Start of SOURCE RECORDS

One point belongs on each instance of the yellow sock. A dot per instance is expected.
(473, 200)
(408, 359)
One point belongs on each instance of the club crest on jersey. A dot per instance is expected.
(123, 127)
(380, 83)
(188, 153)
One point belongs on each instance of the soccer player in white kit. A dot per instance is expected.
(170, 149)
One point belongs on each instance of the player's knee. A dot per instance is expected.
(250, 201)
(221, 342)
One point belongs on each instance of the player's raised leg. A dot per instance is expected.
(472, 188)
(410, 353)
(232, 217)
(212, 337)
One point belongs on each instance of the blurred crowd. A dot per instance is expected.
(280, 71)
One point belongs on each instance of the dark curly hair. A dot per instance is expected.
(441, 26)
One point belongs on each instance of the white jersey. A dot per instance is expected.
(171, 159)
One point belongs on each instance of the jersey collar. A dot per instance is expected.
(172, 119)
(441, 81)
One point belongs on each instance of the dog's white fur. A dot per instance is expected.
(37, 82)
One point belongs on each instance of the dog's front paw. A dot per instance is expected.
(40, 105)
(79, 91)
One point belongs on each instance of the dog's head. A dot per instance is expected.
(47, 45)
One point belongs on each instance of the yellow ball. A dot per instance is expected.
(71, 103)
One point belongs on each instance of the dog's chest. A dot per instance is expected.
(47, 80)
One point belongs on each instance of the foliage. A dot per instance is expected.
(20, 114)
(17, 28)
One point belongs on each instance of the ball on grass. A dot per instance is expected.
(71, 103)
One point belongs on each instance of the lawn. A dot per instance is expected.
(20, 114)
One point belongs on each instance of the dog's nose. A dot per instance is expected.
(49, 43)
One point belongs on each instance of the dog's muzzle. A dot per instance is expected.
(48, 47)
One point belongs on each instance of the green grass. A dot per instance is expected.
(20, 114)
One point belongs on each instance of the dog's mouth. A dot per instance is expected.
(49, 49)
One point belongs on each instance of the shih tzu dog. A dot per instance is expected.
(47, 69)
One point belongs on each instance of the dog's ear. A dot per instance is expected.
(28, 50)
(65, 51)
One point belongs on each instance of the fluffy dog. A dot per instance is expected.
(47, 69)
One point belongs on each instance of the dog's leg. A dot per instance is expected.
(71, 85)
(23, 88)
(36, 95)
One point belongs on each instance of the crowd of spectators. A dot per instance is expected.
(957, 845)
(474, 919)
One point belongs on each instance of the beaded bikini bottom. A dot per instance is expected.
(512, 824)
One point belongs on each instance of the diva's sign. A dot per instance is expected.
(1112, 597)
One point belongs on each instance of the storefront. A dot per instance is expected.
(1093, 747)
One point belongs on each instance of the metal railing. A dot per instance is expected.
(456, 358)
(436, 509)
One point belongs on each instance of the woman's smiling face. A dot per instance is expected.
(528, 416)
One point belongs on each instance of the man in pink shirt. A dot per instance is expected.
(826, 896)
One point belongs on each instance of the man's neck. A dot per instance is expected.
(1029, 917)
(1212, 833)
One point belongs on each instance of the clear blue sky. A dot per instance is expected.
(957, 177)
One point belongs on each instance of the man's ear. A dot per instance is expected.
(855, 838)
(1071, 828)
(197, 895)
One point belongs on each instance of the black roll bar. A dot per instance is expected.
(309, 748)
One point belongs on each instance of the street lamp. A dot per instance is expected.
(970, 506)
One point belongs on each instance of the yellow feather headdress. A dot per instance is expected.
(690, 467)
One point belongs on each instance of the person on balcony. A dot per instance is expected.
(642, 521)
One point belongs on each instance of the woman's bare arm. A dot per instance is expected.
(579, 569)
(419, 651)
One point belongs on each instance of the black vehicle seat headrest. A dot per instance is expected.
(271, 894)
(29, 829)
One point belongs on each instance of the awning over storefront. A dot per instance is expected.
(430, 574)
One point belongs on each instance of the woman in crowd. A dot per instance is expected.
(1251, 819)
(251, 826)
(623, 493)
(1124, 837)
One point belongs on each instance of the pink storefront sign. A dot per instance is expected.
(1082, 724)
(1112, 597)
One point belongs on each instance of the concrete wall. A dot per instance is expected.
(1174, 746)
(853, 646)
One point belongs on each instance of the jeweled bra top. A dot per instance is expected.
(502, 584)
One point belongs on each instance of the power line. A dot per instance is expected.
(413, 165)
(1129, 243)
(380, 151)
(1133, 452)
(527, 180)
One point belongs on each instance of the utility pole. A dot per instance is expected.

End of SOURCE RECORDS

→ EXERCISE PROMPT: Give the entries again in full, exactly as they were written above.

→ COMPLETED EXERCISE:
One point belongs on each instance of the yellow sock. A dot per instance is expected.
(473, 200)
(408, 359)
One point belongs on each instance of the club crest on jersey. A dot per instance is expected.
(123, 127)
(380, 83)
(188, 153)
One point belongs on each instance of the soccer player in white kit. A dot per instance is expected.
(170, 149)
One point belongs on each instance of the player's knee. A dot per instance is expected.
(250, 201)
(221, 342)
One point belongs on each instance of the player's raised leg. A dot per instance is expected.
(472, 188)
(410, 353)
(232, 217)
(212, 337)
One point belongs on each instance of the blurred crowd. A dot per instance is expected.
(280, 71)
One point belongs on each instance of the dark curly hair. A dot per instance is expected.
(441, 26)
One point belongs on each instance of the white jersey. A dot per instance is expected.
(171, 159)
One point belongs on each instance of the jersey collar. A dot per instance is expected.
(172, 119)
(441, 81)
One point belongs on each instance of the dog's white fur. A dot per instance is expected.
(37, 82)
One point belongs on each instance of the dog's front paw. A dot per instance is expected.
(40, 105)
(79, 91)
One point belongs on each instance of the dog's head. A dot per instance is expected.
(47, 45)
One point belongs on each instance of the yellow ball. A dot per instance is expected.
(71, 103)
One point belongs on each instance of the dog's chest. A dot per instance is expected.
(47, 80)
One point belongs on each instance of the foliage. A dot per instance is expected.
(20, 114)
(17, 28)
One point belongs on each instance of the ball on grass. A dot per instance is expected.
(71, 103)
One point belongs on each instance of the lawn. A dot per instance is expected.
(20, 114)
One point belongs on each instance of the dog's nose. A dot per instance is expected.
(49, 43)
One point belongs on each instance of the dog's muzzle. A dot per instance is expected.
(48, 47)
One point belongs on each instance of the green grass. A dot per instance is expected.
(20, 114)
One point belongs on each instance of the dog's mouth. A dot per instance is expected.
(49, 49)
One point belongs on each instance of the shih tzu dog. A dot per instance is expected.
(47, 69)
One point belongs on each instance of the dog's ear. A dot per instance is expected.
(28, 50)
(65, 51)
One point belongs on each instance of the fluffy dog. A dot per instance is expected.
(47, 69)
One point belongs on each instance of the dog's leg. A dot per instance is expected.
(71, 85)
(23, 88)
(36, 95)
One point belongs on each instance of the crowd of spectators. A dot per instance is expected.
(957, 845)
(474, 919)
One point belongs on each instance of the beaded bikini bottom. A dot per instance is expected.
(512, 824)
One point belongs on each instance of the diva's sign. A dot per instance is expected.
(1112, 597)
One point belongs on each instance of the storefront. A dot per instance is expected.
(1093, 747)
One point belongs on each instance of the metal railing. A dot per instance is expected.
(456, 358)
(436, 509)
One point belongs on each instance of the woman's smiling face. A dot per instance is expected.
(528, 416)
One point belongs on each instance of the man in pink shirt. A dot per instance is expected.
(826, 896)
One point belongs on each instance of the man's neck. A dot per instance is expected.
(1029, 917)
(1212, 833)
One point belongs on each instance of the clear blue sky. A dot per instance is expected.
(957, 177)
One point belongs on each instance of the man's ear. A dot per instance is expected.
(855, 838)
(1071, 828)
(197, 895)
One point belongs on each instance of the black roll bar. A dot per instance is expected.
(309, 748)
One point belongs on each instance of the street lamp. A dot per instance is expected.
(970, 506)
One point belongs on each instance of the yellow feather headdress. A dot per instance is expected.
(690, 467)
One point belongs on each instance of the person on balcony. A dot per instance is expected.
(642, 521)
One point belongs on each instance of the woman's bare arm. A dot per instance is expected.
(579, 569)
(419, 651)
One point belongs on each instance of the black vehicle seat headrest. A dot per instance is expected.
(271, 894)
(29, 829)
One point belongs on each instance of the awning over storefront. A dot per instance is expected.
(430, 574)
One point belongs on each instance of the woman in crowd. A dot per instance is expected.
(1251, 819)
(251, 826)
(623, 493)
(1124, 837)
One point belongs on each instance of the pink storefront sign. A dot per instance is expected.
(1082, 724)
(1112, 597)
One point belongs on each instance of the concrete wall. A dot per instance is expected.
(1174, 746)
(853, 646)
One point belongs on each instance of the jeweled bra top. A dot per instance is expected.
(502, 584)
One point belongs on each instance of the power line. A dot per instance is expected.
(413, 165)
(1129, 243)
(380, 151)
(1133, 452)
(527, 180)
One point belongs on each instance of the utility pole. A dot per instance is expected.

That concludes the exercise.